Segment Start: Exercise passage
The fundamental assumptions underlying the modern study of psychopathology examined.
Excerpt:
We are all terminally ill. It is a matter of time before we all die. Aging and death remain almost as mysterious as ever. We feel awed and uncomfortable when we contemplate these twin afflictions. Indeed, the very word denoting illness contains its own best definition: dis-ease. A mental component of lack of well being must exist SUBJECTIVELY. The person must FEEL bad, must experience discomfiture for his condition to qualify as a disease. To this extent, we are justified in classifying all diseases as "spiritual" or "mental".
Is there any other way of distinguishing health from sickness - a way that does NOT depend on the report that the patient provides regarding his subjective experience?
Segment End: Exercise passage
Segment Start: Source information
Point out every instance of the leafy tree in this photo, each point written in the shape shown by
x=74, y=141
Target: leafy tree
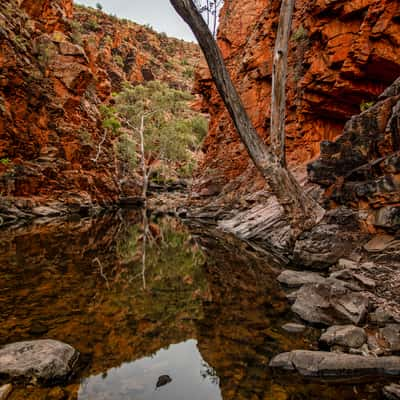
x=302, y=210
x=159, y=122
Segment End: Source information
* Requirement 1 *
Answer these questions on the psychopathology excerpt:
(a) Which two afflictions does it say remain almost as mysterious as ever?
(b) What does it say the very word denoting illness contains?
(c) What must a person experience for a condition to qualify as a disease?
* Requirement 2 *
Retype the psychopathology excerpt from "Is there any" to "his subjective experience?".
Answer using only the text, not the listing.

* Result 1 *
(a) Aging and death.
(b) Its own best definition: dis-ease.
(c) The person must feel bad and experience discomfiture for the condition.

* Result 2 *
Is there any other way of distinguishing health from sickness - a way that does NOT depend on the report that the patient provides regarding his subjective experience?